Symbolfoto Baugemeinschaft

Eimsbüttel, Schanze, Ottensen oder Co sollten es natürlich werden, als wir damals von Tübingen nach Hamburg zogen. Verschreckt von einer nicht (gesichert) asbestfreien Nachtspeicherheizung wurde es dann doch nicht der Eppendorfer Weg, sondern in einer Last-Minute-Aktion Barmbek-Nord. Über die Jahre lernten wir den „verpönten“ Stadtteil kennen und lieben. In einem typischen „Fritz Schuhmacher“ Backstein Bau wurden wir in einer 2,5 Zimmer Wohnung in der Nähe des Stadtparks heimisch. Mit wachsendem Platzbedarf bei dem Untermieter des 1/2 Zimmers entstand aber auch der Wunsch nach einer größeren Wohnung. In einem Stadtteil, in dem es faktisch keine 4-Zimmer Wohnungen als „Altbau“ gibt, trieb uns von da an die Frage um: „Woher nehmen wenn nicht stehlen?“

Woher nehmen wenn nicht stehlen?

Die Preise für einen Neubau auf dem freien Markt sind – nicht nur – in Hamburg jenseits von gut und böse. Günstig und sanierungsbedürftig kaufen um dann in Eigenleistung abends und am Wochenende eine Kernsanierung durchzuführen erschien uns ebenfalls wenig attraktiv. Die Flucht aufs Land vertrug sich schlecht mit zwei Arbeitsplätzen in der Stadt (we are talking pre-corona here…) und der Liebe für schöne Cafés. Alle Möglichkeiten ausgeschöpft? Nein – als Licht am Ende des Tunnels erschien uns das Konzept „Baugemeinschaft“.

Baugemeinschaft?

Kurz gesagt: Eine Baugemeinschaft ermöglicht es in Hamburg als Individuum zu niedrigeren Kosten in Gemeinschaft ein Wohngebäude nach den Vorstellungen der Gruppe zu erreichten. Und da gibt es keinen Haken? Aber klar – man investiert Zeit, Geduld und Nerven. Lohnt es sich trotzdem? Wir finden: Auf jeden Fall!

▶ ZIEL:
Entscheide für jede Aussage, ob sie mit dem Lesetext übereinstimmt, und belege dein Ja oder Nein mit den maßgeblichen Worten des Lesetexts als wörtlichem Zitat.
(a) Die Schreibenden zogen von Tübingen nach Hamburg.
(b) Die Wohnung in Barmbek-Nord hatte vier Zimmer.
(c) Eine Baugemeinschaft kostet laut Lesetext keine Zeit.
Die Einträge sind eigenständiges Material ohne Bezug zum Lesetext.

(Einträge aus einem Datensatz)

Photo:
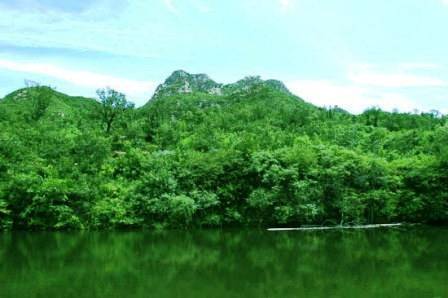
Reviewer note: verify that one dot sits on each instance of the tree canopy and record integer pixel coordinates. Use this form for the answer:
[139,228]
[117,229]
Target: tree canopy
[257,157]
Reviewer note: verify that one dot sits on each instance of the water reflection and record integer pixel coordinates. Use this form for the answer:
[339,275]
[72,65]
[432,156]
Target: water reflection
[376,263]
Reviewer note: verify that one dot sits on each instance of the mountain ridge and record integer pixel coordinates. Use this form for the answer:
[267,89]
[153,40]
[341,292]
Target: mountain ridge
[182,82]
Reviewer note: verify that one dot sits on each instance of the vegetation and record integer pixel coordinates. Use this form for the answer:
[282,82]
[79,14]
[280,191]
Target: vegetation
[255,157]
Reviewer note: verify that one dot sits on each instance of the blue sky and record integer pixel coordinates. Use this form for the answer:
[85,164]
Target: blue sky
[350,53]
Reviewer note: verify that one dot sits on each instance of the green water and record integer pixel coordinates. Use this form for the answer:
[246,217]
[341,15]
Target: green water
[375,263]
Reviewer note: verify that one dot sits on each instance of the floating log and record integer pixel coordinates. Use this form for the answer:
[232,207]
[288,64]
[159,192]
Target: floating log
[374,226]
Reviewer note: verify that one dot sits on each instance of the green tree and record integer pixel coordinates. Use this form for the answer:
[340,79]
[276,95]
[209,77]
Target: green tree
[113,105]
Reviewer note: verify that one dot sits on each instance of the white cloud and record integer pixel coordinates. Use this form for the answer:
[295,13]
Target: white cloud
[350,97]
[202,7]
[170,6]
[139,91]
[285,3]
[370,76]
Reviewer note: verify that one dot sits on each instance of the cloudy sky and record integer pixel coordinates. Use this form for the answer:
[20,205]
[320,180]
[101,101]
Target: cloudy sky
[350,53]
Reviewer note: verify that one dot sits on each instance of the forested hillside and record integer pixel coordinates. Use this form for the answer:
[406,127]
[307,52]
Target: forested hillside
[203,154]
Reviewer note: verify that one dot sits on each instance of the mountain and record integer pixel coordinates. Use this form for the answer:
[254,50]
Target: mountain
[206,154]
[53,104]
[182,82]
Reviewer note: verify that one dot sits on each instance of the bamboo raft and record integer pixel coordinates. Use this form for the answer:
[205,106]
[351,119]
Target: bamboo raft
[373,226]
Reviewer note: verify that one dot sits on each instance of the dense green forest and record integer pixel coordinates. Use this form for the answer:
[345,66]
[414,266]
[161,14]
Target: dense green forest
[202,154]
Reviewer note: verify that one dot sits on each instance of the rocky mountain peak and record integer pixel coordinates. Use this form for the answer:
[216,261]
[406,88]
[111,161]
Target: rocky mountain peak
[182,82]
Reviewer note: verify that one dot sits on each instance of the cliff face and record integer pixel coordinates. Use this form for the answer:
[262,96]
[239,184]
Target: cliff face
[182,82]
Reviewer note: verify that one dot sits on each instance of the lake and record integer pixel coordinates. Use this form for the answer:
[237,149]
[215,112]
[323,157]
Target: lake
[404,262]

▶ LÖSUNG:
(a) Ja: „als wir damals von Tübingen nach Hamburg zogen“
(b) Nein: „in einer 2,5 Zimmer Wohnung“
(c) Nein: „man investiert Zeit, Geduld und Nerven“